**Goal of the exercise:** Rename "positive clicks" to "foreground clicks" throughout the records below and reproduce them with everything else unchanged.

**Available data:**
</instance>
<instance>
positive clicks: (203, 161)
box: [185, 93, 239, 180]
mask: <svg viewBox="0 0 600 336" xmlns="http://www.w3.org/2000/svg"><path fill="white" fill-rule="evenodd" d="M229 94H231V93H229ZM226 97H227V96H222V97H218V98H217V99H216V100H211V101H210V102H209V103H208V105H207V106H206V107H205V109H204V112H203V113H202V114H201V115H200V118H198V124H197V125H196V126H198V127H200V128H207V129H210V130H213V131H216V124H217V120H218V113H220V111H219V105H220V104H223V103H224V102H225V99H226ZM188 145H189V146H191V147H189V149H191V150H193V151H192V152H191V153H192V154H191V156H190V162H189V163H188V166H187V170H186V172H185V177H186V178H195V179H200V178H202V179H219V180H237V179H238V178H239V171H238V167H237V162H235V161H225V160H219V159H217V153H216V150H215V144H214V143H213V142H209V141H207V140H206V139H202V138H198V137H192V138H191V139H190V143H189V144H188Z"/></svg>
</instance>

**Your solution:**
</instance>
<instance>
foreground clicks: (203, 161)
box: [185, 93, 239, 180]
mask: <svg viewBox="0 0 600 336" xmlns="http://www.w3.org/2000/svg"><path fill="white" fill-rule="evenodd" d="M229 94H231V93H229ZM226 97H227V96H222V97H218V98H217V99H216V100H211V101H210V102H209V103H208V105H207V106H206V107H205V109H204V112H203V113H202V114H201V115H200V118H198V124H197V125H196V126H198V127H200V128H207V129H210V130H213V131H216V124H217V120H218V113H220V111H219V105H220V104H223V103H224V102H225V99H226ZM188 145H189V146H191V147H189V149H191V150H193V151H192V152H191V153H192V154H191V156H190V162H189V163H188V166H187V170H186V172H185V177H186V178H195V179H200V178H202V179H219V180H237V179H238V178H239V171H238V167H237V162H235V161H225V160H219V159H217V153H216V150H215V144H214V143H213V142H209V141H207V140H206V139H202V138H198V137H192V138H191V139H190V143H189V144H188Z"/></svg>
</instance>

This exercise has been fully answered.